By Gros plan No Comments

Qu’est-ce que cela signifiait « aller au cinéma » au tout début du XXe siècle, à une époque où la technologie était encore balbutiante et les lieux de diffusion n’en étaient pas vraiment ? Avant de tenter de répondre à cette question, il est nécessaire de se replonger quelques années auparavant. Le dernier tiers du XIXe siècle est marqué par une effervescence créative qui irrigue tous les pans de la société, que ce soit sur le plan scientifique, culturel et social. Un point commun à tous ces bouleversements : ils accompagnent, voire accélèrent, la transformation urbaine. La révolution industrielle est avant tout une révolution citadine. Pour en savoir plus, plongez-vous dans la lecture passionnante des ouvrages de l’historien Alain Corbain. Son analyse centrée sur l’histoire des sensations vous permettra de mieux appréhender ce bouleversement soudain. Le choc des cultures entre citadins et population rurale n’en a été que plus vertigineux et je ne peux que vous inciter à lire Le Village des « cannibales », décrivant comment dans un petit village du Périgord, un jeune noble accusé d’avoir crié « Vive la République! » est supplicié puis brûlé par des villageois en 1871. Le procès qui s’en suivra marquera durablement la fracture qui se fit entre citadins et ruraux.

Dans ce foisonnement intellectuel et culturel, les inventeurs sont les Zuckerberg de leur temps. Edison avec le kinétoscope et, plus tard, les frères Lumière avec le cinématographe créent un outil qui sera le vecteur idéal pour favoriser le développement d’un spectacle populaire de masse. La « révolution Lumière » est bien là : elle permet de rendre accessible au plus grand nombre la magie de ces vues animées filmées aux quatre coins du monde, y compris celles les plus surprenantes comme L’Arrivée d’un train en gare de La Ciotat (1896).

La culture en ville

Le développement du cinématographe s’inscrit dans la lignée de l’essor du théâtre populaire et des animations organisées par les forains dans la plupart des villes de France à partir du dernier tiers du 19e siècle. A cette époque, la France est encore régie par le Décret sur les théâtres de 1807 qui a réduit drastiquement le nombre de salles de spectacles autorisées sur le territoire :

  • A Paris : seulement 8 théâtres sont autorisés
  • Dans une dizaine de grandes villes de province (y compris en Italie et en Belgique) : le nombre est réduit à 2 théâtres au maximum

Ce n’est qu’en 1864 que Napoléon III signe un décret de libéralisation des théâtres qui met fin à ce système de privilège. Si les cafés-concerts échappent quelque peu à cette interdiction, entre 1852 et 1864, Jean-Luc Roux ne recense que onze cafés-concerts à Lyon dont tous n’ont une espérance de vie que de 3 ans au grand maximum (Roux, Jean-Luc, Le café-concert à Lyon (XIXe-début XXe), Lyon, Editions Lyonnaises d’Art et d’Histoire, 1996). Ce faible nombre donne un indice intéressant de la situation culturelle de la métropole lyonnaise. Si le temps du développement urbain est bien là (Lyon passe de 102 000 habitants en 1806 à plus de 323 000 en 1866), celui des loisirs est encore en sommeil.

-------

◆ Exercice ◆
Recopiez le passage du texte sur les débuts du cinéma situé entre « Dans ce foisonnement » et « La Ciotat (1896). », bornes comprises, en changeant « outil » en « instrument ».

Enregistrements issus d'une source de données
-------

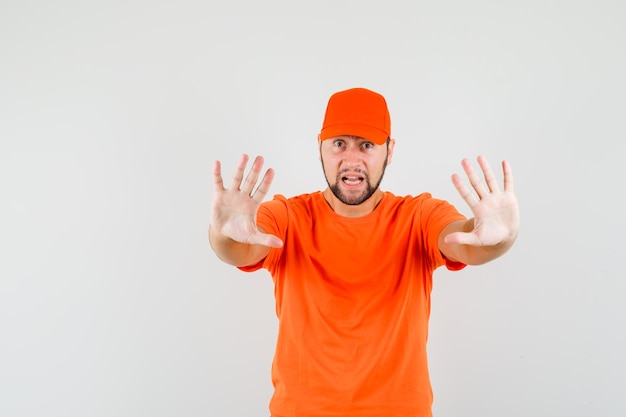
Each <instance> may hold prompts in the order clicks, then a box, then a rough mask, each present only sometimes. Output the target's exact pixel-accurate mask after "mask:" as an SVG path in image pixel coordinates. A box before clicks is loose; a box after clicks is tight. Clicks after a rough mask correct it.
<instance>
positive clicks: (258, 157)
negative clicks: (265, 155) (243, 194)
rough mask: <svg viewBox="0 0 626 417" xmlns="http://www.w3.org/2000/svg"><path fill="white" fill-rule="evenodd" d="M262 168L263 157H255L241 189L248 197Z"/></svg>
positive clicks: (262, 166) (254, 184)
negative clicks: (245, 179) (254, 158)
mask: <svg viewBox="0 0 626 417" xmlns="http://www.w3.org/2000/svg"><path fill="white" fill-rule="evenodd" d="M262 168H263V157H261V156H257V157H256V158H255V159H254V162H253V163H252V169H250V172H248V176H247V177H246V181H245V182H244V183H243V186H242V187H241V191H243V192H244V193H246V194H248V195H252V190H253V189H254V186H255V185H256V182H257V180H258V179H259V173H260V172H261V169H262Z"/></svg>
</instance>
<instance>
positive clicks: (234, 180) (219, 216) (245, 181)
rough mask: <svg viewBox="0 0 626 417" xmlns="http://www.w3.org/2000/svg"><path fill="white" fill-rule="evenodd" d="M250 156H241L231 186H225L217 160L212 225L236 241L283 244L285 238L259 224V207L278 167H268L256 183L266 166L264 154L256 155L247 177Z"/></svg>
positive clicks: (227, 235) (275, 247) (273, 178)
mask: <svg viewBox="0 0 626 417" xmlns="http://www.w3.org/2000/svg"><path fill="white" fill-rule="evenodd" d="M248 160H249V158H248V155H245V154H244V155H242V156H241V159H240V160H239V164H238V165H237V169H236V170H235V174H234V176H233V180H232V181H233V182H232V185H231V186H230V187H229V188H225V187H224V181H223V180H222V172H221V164H220V162H219V161H215V165H214V167H213V186H214V194H213V201H212V203H211V229H212V230H213V231H214V232H215V233H217V234H218V235H220V236H222V237H227V238H230V239H232V240H233V241H235V242H240V243H245V244H249V245H262V246H267V247H270V248H279V247H281V246H282V244H283V242H282V241H281V240H280V239H279V238H278V237H276V236H274V235H269V234H266V233H263V232H262V231H261V230H259V228H258V227H257V224H256V215H257V211H258V209H259V206H260V204H261V202H262V201H263V198H264V197H265V195H266V194H267V192H268V191H269V188H270V185H271V184H272V181H273V179H274V170H272V169H268V170H267V171H266V172H265V174H264V175H263V178H262V179H261V182H260V183H259V184H258V187H256V185H257V182H258V179H259V175H260V173H261V170H262V168H263V158H262V157H261V156H257V157H256V158H255V160H254V162H253V163H252V168H251V169H250V172H249V173H248V175H247V177H246V179H245V181H244V179H243V177H244V171H245V169H246V165H247V164H248ZM255 187H256V189H255Z"/></svg>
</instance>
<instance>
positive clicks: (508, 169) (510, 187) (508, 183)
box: [502, 161, 513, 192]
mask: <svg viewBox="0 0 626 417" xmlns="http://www.w3.org/2000/svg"><path fill="white" fill-rule="evenodd" d="M502 172H503V173H504V191H510V192H512V191H513V169H512V168H511V164H510V163H509V161H502Z"/></svg>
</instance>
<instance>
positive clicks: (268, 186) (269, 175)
mask: <svg viewBox="0 0 626 417" xmlns="http://www.w3.org/2000/svg"><path fill="white" fill-rule="evenodd" d="M272 181H274V170H273V169H271V168H270V169H268V170H267V171H265V175H263V179H261V183H260V184H259V186H258V187H257V189H256V191H255V192H254V194H253V195H252V199H253V200H254V201H256V202H257V203H261V202H262V201H263V199H264V198H265V195H266V194H267V193H268V191H269V190H270V186H271V185H272Z"/></svg>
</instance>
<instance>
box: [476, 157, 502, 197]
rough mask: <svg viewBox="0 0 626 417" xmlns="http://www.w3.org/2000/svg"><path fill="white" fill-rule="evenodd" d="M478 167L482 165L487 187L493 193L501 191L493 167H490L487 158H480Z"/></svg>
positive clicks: (482, 168)
mask: <svg viewBox="0 0 626 417" xmlns="http://www.w3.org/2000/svg"><path fill="white" fill-rule="evenodd" d="M478 165H480V169H482V171H483V176H484V177H485V182H486V183H487V187H488V188H489V191H491V192H492V193H495V192H498V191H500V189H499V187H498V181H497V180H496V176H495V175H494V174H493V171H492V170H491V166H490V165H489V162H487V158H485V157H484V156H482V155H481V156H479V157H478Z"/></svg>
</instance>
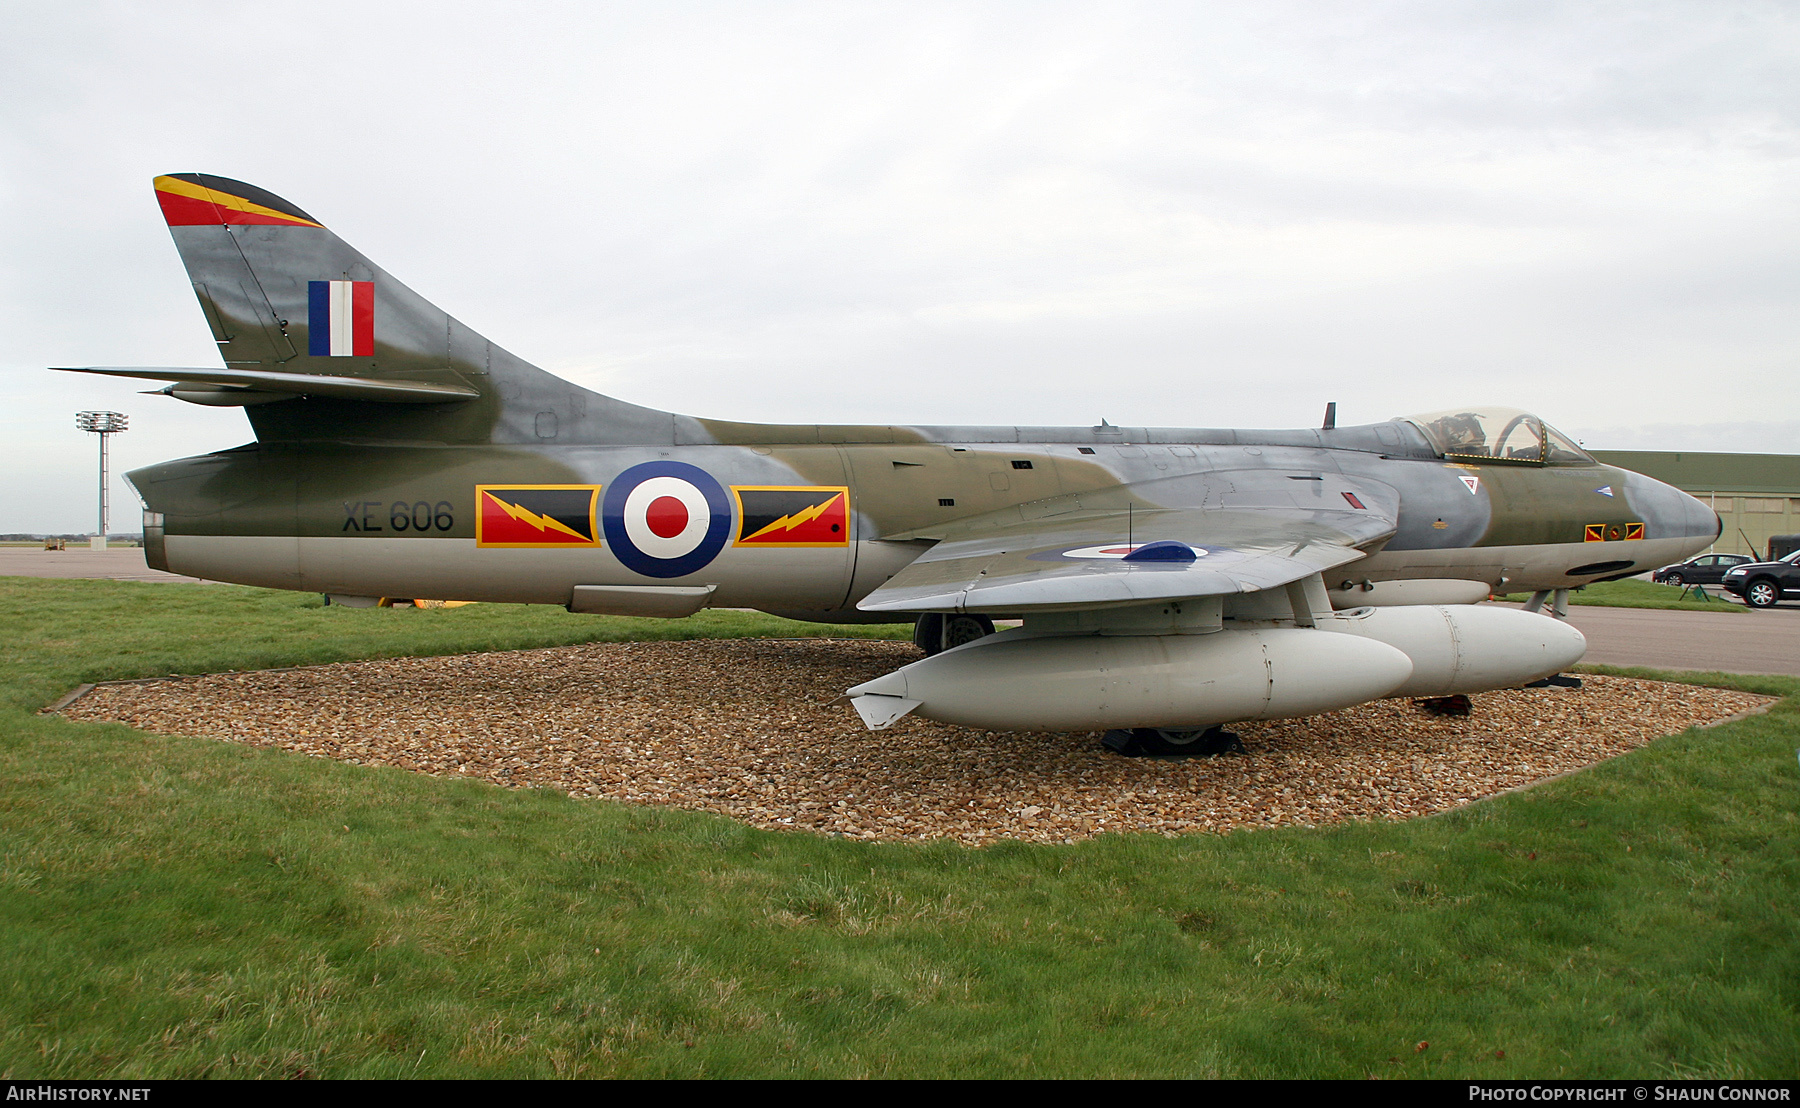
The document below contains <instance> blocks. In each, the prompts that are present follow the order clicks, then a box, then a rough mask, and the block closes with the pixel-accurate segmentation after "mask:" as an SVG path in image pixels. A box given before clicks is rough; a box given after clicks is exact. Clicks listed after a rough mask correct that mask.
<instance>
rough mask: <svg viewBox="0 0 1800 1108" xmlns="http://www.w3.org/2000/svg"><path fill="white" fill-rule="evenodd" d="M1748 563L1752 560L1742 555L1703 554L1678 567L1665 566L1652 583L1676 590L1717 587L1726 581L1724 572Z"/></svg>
mask: <svg viewBox="0 0 1800 1108" xmlns="http://www.w3.org/2000/svg"><path fill="white" fill-rule="evenodd" d="M1748 561H1751V559H1750V558H1744V556H1742V554H1701V556H1699V558H1688V559H1687V561H1683V563H1678V565H1665V567H1663V568H1660V570H1656V572H1654V574H1651V581H1660V583H1663V585H1674V586H1676V588H1681V586H1683V585H1717V583H1719V581H1724V570H1728V568H1732V567H1733V565H1744V563H1748Z"/></svg>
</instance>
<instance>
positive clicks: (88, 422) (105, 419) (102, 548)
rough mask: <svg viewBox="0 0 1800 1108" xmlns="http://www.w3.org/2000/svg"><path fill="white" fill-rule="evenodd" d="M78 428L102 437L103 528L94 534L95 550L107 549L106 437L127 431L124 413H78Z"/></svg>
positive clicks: (103, 549) (101, 518)
mask: <svg viewBox="0 0 1800 1108" xmlns="http://www.w3.org/2000/svg"><path fill="white" fill-rule="evenodd" d="M76 426H77V428H81V430H85V432H92V433H95V435H99V437H101V527H99V531H97V532H95V534H94V543H92V545H94V549H95V550H104V549H106V435H117V433H121V432H124V430H126V415H124V414H122V412H76Z"/></svg>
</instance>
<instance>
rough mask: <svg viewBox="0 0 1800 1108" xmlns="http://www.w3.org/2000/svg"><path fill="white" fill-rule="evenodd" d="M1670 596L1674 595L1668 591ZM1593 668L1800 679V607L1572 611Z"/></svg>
mask: <svg viewBox="0 0 1800 1108" xmlns="http://www.w3.org/2000/svg"><path fill="white" fill-rule="evenodd" d="M1670 592H1674V590H1670ZM1570 622H1571V624H1575V630H1579V631H1580V633H1582V635H1586V637H1588V657H1584V658H1582V662H1591V664H1595V666H1652V667H1656V669H1715V671H1723V673H1777V675H1786V676H1800V606H1796V604H1782V606H1778V608H1762V610H1755V608H1751V610H1742V608H1741V610H1737V612H1670V610H1663V608H1591V606H1586V604H1571V606H1570Z"/></svg>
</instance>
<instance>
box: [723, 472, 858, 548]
mask: <svg viewBox="0 0 1800 1108" xmlns="http://www.w3.org/2000/svg"><path fill="white" fill-rule="evenodd" d="M731 495H733V496H736V498H738V540H736V541H734V543H733V545H734V547H844V545H850V489H848V487H844V486H731Z"/></svg>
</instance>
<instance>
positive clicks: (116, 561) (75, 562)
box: [0, 547, 196, 585]
mask: <svg viewBox="0 0 1800 1108" xmlns="http://www.w3.org/2000/svg"><path fill="white" fill-rule="evenodd" d="M0 577H63V579H68V577H86V579H97V581H187V583H189V585H193V583H194V581H196V577H182V576H180V574H164V572H162V570H153V568H149V567H148V565H144V547H112V549H106V550H92V549H88V547H70V549H67V550H45V549H41V547H0Z"/></svg>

-------

◆ Corrigé ◆
Dans ce foisonnement intellectuel et culturel, les inventeurs sont les Zuckerberg de leur temps. Edison avec le kinétoscope et, plus tard, les frères Lumière avec le cinématographe créent un instrument qui sera le vecteur idéal pour favoriser le développement d’un spectacle populaire de masse. La « révolution Lumière » est bien là : elle permet de rendre accessible au plus grand nombre la magie de ces vues animées filmées aux quatre coins du monde, y compris celles les plus surprenantes comme L’Arrivée d’un train en gare de La Ciotat (1896).